[Dataset records of object locations]
++++

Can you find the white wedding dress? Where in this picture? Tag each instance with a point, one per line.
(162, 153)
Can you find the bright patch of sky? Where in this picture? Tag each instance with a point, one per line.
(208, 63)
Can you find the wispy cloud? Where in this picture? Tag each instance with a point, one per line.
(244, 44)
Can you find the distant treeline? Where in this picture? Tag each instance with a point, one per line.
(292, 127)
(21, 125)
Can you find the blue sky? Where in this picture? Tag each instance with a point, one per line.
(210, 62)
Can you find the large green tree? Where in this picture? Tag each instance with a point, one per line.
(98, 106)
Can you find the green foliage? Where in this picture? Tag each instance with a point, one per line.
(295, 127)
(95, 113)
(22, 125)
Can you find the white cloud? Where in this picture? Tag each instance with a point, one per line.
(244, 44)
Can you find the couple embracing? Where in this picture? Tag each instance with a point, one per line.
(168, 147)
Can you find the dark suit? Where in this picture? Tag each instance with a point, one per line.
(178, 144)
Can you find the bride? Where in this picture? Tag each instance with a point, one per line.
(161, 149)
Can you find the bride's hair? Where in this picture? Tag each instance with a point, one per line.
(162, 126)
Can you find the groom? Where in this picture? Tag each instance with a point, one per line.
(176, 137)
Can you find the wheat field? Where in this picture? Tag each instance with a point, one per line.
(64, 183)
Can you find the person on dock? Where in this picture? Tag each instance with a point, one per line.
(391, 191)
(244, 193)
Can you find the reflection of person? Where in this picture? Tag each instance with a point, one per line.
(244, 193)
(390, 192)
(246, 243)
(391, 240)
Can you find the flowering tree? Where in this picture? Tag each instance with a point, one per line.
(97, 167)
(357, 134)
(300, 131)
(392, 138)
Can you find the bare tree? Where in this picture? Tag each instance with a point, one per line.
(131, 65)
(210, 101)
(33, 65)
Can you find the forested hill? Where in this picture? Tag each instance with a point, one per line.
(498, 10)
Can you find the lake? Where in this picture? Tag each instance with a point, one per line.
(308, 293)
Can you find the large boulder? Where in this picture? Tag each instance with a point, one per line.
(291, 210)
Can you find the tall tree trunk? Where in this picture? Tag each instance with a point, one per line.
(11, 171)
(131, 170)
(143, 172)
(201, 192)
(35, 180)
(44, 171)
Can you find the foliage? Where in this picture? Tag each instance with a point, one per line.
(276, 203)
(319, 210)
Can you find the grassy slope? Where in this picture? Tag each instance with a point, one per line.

++++

TASK TO CARRY OUT | Begin at the line that has "Can you find the groom?" and stop after the last line of the records. Write those lines out again, requests included, and shift every point coordinate in the answers by -80.

EXPECTED OUTPUT |
Can you find the groom? Where in this picture? Tag each instance with a point, one per line.
(96, 57)
Can you find the wheat field? Where in this picture? Tag each instance with a point, one per line.
(-16, 103)
Can you find the person on dock? Where in this picture? Tag each instance with a point, one per line.
(311, 111)
(164, 113)
Can you find the reflection of person? Where in this picture? Tag each instance with a point, one per line.
(164, 113)
(310, 112)
(166, 163)
(311, 160)
Can you find the flowering tree? Where in this picture? Tag each instance with a point, one per line.
(17, 87)
(277, 54)
(220, 51)
(312, 58)
Can you find the bare tree? Where in this picture? Tag each instance with a point, one per line.
(51, -15)
(130, 21)
(-47, -15)
Can you find the forested hill? Where in this picture? Tag each instance with a point, one per line.
(418, -70)
Can you find the lake? Where in this picture? Tag each instance with a point, one per line.
(228, 213)
Can you find the large boulder? Where in this picture? Tag each instance with a point, one per line.
(211, 130)
Can you find the tall tree trunk? Where in this picture? Tag each instance with a point, one per line.
(-69, 91)
(51, 90)
(63, 92)
(121, 112)
(-45, 100)
(-36, 91)
Can you find the foliage? Where in this picture? Tag each instance with a point, one per line.
(196, 123)
(239, 130)
Can you find the grassy slope? Where in this picture? Tag each instance with a point, one per line.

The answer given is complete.